# Exercise details
Rewrite the stretch of entries from the line containing "Spot the terracotta flower" through the end of the entries, requests included, and shift every coordinate in the answers up by 63.
--- Entries supplied ---
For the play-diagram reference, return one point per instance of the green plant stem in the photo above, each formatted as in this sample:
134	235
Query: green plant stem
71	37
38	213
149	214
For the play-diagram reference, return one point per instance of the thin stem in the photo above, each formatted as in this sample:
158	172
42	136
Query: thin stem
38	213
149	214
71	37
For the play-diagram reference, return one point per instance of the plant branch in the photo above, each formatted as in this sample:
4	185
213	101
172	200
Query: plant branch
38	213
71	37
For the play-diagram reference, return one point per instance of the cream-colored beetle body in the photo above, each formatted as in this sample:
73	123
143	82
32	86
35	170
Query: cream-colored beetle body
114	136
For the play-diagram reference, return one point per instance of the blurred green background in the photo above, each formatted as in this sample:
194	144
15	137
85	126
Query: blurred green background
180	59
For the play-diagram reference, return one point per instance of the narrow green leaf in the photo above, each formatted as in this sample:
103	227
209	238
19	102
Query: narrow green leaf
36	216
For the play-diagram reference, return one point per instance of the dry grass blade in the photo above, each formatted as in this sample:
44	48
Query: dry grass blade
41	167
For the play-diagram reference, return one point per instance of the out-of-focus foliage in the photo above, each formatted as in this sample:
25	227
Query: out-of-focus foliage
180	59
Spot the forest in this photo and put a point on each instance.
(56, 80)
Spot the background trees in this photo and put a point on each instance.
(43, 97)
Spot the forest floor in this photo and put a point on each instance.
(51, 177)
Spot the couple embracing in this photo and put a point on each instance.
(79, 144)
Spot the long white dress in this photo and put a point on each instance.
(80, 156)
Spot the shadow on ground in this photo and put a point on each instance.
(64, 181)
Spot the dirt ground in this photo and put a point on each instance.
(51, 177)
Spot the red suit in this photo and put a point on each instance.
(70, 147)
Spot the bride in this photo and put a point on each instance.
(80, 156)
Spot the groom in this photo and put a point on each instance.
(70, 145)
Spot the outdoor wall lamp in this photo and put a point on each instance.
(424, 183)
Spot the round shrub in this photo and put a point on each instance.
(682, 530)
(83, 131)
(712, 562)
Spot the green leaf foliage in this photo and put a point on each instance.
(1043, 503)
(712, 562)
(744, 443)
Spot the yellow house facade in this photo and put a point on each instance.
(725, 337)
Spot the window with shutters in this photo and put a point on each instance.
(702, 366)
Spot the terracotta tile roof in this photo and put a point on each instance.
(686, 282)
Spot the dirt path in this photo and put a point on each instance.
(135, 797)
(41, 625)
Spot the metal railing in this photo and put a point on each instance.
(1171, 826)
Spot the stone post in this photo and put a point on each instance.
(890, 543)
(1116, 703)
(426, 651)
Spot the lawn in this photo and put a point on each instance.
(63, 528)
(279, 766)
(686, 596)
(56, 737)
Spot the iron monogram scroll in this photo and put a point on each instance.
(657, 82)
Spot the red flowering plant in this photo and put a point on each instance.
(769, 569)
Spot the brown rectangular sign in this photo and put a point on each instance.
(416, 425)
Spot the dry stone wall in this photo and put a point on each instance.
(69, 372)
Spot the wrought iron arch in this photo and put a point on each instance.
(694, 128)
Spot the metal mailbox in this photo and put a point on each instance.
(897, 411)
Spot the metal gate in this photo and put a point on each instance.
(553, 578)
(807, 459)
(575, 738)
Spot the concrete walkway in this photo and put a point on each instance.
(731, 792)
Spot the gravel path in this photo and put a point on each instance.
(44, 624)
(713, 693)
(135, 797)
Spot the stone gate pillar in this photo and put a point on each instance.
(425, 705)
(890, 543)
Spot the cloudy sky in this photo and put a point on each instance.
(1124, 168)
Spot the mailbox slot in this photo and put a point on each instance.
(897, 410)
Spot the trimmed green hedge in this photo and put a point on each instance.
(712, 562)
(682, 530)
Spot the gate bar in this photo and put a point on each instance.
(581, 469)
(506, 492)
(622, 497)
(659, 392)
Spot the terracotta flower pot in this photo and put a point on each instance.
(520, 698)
---
# Response to this task
Spot the terracotta flower pot in this photo and put a point on each instance.
(583, 761)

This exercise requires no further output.